• Activity: In the passage on truth inflation, rewrite the paragraph beginning "Now imagine running many copies of this trial" as a short bulleted list that keeps its main facts.

• Study text:
┄┄┄┄┄┄┄┄┄┄┄┄┄┄┄┄┄┄┄┄

Suppose a medication reduces symptoms by \(20\)% over a placebo, but the trial you’re using to test it does not have adequate statistical power to detect this difference. We know that small trials tend to have varying results: it’s easy to get ten lucky patients who have shorter colds than usual, but much harder to get ten thousand who all do.
Now imagine running many copies of this trial. Sometimes you get unlucky patients, and so you don’t notice any statistically significant improvement from your drug. Sometimes your patients are exactly average, and the treatment group has their symptoms reduced by \(20\)% – but you don’t have enough data to call this a statistically significant increase, so you ignore it. Sometimes the patients are lucky and have their symptoms reduced by much more than \(20\)%, and so you stop the trial and say “Look! It works!”
You’ve correctly concluded that your medication is effective, but you’ve inflated the size of its effect. You falsely believe it is much more effective than it really is.
This effect occurs in pharmacological trials, epidemiological studies, gene association studies (“gene A causes condition B”), psychological studies, and in some of the most-cited papers in the medical literature.30, 32 In fields where trials can be conducted quickly by many independent researchers (such as gene association studies), the earliest published results are often wildly contradictory, because small trials and a demand for statistical significance cause only the most extreme results to be published.33
As a bonus, truth inflation can combine forces with early stopping rules. If most drugs in clinical trials are not quite so effective to warrant stopping the trial early, then many trials stopped early will be the result of lucky patients, not brilliant drugs – and by stopping the trial we have deprived ourselves of the extra data needed to tell the difference. Reviews have compared trials stopped early with other studies addressing the same question which did not stop early; in most cases, the trials stopped early exaggerated the effects of their tested treatments by an average of \(29\)%.3
Of course, we do not know The Truth about any drug being studied, so we cannot tell if a particular study stopped early due to luck or a particularly good drug. Many studies do not even publish the original intended sample size or the stopping rule which was used to justify terminating the study.43 A trial’s early stoppage is not automatic evidence that its results are biased, but it is a suggestive detail.

┄┄┄┄┄┄┄┄┄┄┄┄┄┄┄┄┄┄┄┄

• Listed records:
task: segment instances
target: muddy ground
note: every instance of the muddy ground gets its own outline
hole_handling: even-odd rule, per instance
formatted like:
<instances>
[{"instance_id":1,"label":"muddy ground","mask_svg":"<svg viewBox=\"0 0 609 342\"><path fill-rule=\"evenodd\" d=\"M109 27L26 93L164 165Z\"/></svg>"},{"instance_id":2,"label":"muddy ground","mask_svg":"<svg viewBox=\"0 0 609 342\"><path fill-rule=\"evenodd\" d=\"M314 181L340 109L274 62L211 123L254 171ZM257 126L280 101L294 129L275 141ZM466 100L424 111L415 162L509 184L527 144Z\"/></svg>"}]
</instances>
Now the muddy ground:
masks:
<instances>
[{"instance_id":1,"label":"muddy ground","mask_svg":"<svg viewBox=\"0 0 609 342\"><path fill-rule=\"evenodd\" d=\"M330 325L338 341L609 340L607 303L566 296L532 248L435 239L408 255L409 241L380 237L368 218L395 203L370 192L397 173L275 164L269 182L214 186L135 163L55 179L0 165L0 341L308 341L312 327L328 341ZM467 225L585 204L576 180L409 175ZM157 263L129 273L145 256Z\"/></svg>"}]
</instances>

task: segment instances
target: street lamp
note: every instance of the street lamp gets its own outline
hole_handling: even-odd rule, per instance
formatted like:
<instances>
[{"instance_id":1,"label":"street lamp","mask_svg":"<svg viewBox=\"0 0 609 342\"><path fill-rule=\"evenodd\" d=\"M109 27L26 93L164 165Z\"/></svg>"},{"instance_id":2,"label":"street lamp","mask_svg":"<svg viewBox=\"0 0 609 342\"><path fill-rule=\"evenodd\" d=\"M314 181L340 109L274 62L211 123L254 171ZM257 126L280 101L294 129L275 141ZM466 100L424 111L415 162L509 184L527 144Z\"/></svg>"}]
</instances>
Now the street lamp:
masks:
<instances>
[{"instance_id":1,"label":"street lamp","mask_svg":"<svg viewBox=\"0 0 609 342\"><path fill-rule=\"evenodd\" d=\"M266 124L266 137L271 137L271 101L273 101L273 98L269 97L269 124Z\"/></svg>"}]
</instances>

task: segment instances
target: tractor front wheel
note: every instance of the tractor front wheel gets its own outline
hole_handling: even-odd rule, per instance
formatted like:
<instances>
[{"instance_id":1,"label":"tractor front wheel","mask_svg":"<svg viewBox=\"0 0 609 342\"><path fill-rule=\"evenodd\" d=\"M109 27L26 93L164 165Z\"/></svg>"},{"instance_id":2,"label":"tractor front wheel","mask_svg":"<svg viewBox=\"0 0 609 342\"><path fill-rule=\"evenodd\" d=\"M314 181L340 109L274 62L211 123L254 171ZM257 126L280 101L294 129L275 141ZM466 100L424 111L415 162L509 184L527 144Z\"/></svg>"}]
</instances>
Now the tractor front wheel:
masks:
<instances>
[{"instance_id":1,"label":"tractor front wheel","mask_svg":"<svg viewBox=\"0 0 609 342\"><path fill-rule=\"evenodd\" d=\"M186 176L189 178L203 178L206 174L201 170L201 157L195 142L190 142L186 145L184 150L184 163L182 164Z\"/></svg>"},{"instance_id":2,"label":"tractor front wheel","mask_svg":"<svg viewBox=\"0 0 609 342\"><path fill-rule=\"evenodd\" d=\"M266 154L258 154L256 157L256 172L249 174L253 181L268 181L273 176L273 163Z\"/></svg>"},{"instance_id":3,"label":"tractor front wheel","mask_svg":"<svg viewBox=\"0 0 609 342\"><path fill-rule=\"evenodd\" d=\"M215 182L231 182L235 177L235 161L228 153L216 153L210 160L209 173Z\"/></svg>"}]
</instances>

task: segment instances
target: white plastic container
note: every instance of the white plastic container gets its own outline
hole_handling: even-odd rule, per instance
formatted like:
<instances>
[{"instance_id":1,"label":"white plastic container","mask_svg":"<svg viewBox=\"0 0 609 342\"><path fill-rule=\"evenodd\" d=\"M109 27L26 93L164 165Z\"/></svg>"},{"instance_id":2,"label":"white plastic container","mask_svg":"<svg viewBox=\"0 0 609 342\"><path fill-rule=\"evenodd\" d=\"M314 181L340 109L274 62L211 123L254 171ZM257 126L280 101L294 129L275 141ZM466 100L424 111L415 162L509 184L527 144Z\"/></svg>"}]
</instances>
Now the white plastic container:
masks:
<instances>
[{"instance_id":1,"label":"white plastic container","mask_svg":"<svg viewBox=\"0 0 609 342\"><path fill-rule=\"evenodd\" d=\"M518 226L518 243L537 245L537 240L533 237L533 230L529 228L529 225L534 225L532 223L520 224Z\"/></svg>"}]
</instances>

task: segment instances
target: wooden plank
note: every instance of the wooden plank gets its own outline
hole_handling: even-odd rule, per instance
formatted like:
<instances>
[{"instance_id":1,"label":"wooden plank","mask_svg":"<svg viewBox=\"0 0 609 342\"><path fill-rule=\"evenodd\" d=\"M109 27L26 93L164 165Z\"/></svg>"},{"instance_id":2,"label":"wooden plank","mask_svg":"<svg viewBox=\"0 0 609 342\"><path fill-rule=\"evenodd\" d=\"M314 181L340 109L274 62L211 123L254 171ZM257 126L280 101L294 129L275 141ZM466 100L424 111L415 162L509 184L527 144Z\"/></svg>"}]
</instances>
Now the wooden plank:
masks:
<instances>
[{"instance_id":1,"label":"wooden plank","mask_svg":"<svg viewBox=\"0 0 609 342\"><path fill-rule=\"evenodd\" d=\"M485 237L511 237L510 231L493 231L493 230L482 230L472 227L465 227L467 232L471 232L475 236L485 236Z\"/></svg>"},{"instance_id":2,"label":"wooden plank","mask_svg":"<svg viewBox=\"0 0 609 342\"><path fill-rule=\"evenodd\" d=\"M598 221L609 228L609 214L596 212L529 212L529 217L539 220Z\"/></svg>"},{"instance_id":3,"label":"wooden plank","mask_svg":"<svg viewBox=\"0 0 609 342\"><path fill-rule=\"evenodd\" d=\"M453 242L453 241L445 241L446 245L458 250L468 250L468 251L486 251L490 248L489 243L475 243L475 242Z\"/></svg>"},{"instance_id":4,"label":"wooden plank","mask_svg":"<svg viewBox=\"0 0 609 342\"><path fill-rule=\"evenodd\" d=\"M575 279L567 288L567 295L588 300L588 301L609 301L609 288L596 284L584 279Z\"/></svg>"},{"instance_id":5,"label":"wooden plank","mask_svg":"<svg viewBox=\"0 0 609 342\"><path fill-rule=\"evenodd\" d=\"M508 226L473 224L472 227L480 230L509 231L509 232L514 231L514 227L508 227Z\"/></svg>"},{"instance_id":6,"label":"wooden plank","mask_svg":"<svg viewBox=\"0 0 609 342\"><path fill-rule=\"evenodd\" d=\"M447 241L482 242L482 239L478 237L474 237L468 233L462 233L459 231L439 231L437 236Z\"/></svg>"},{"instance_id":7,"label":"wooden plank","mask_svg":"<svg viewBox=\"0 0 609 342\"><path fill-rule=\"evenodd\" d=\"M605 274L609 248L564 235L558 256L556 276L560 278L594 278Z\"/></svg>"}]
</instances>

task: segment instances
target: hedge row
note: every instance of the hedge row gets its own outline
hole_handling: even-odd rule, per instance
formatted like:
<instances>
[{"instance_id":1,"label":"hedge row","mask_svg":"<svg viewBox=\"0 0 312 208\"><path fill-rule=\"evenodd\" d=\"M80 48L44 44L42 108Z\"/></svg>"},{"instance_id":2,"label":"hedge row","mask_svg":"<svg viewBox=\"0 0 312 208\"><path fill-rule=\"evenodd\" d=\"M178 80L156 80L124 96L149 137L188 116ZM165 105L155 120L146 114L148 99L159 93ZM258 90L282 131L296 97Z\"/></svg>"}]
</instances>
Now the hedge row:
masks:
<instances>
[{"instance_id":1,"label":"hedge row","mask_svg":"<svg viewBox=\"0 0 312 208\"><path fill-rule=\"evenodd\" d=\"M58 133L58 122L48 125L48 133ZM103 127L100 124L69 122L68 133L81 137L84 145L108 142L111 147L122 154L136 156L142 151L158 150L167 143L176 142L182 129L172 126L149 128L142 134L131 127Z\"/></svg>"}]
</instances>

┄┄┄┄┄┄┄┄┄┄┄┄┄┄┄┄┄┄┄┄

• Response to the exercise:
If the trial is run many times:
- With unlucky patients, there is no statistically significant improvement from the drug.
- With exactly average patients, symptoms in the treatment group drop by 20%, but there is too little data to call this statistically significant, so the result is ignored.
- With lucky patients, symptoms drop by much more than 20%, and the trial is stopped with the claim that the drug works.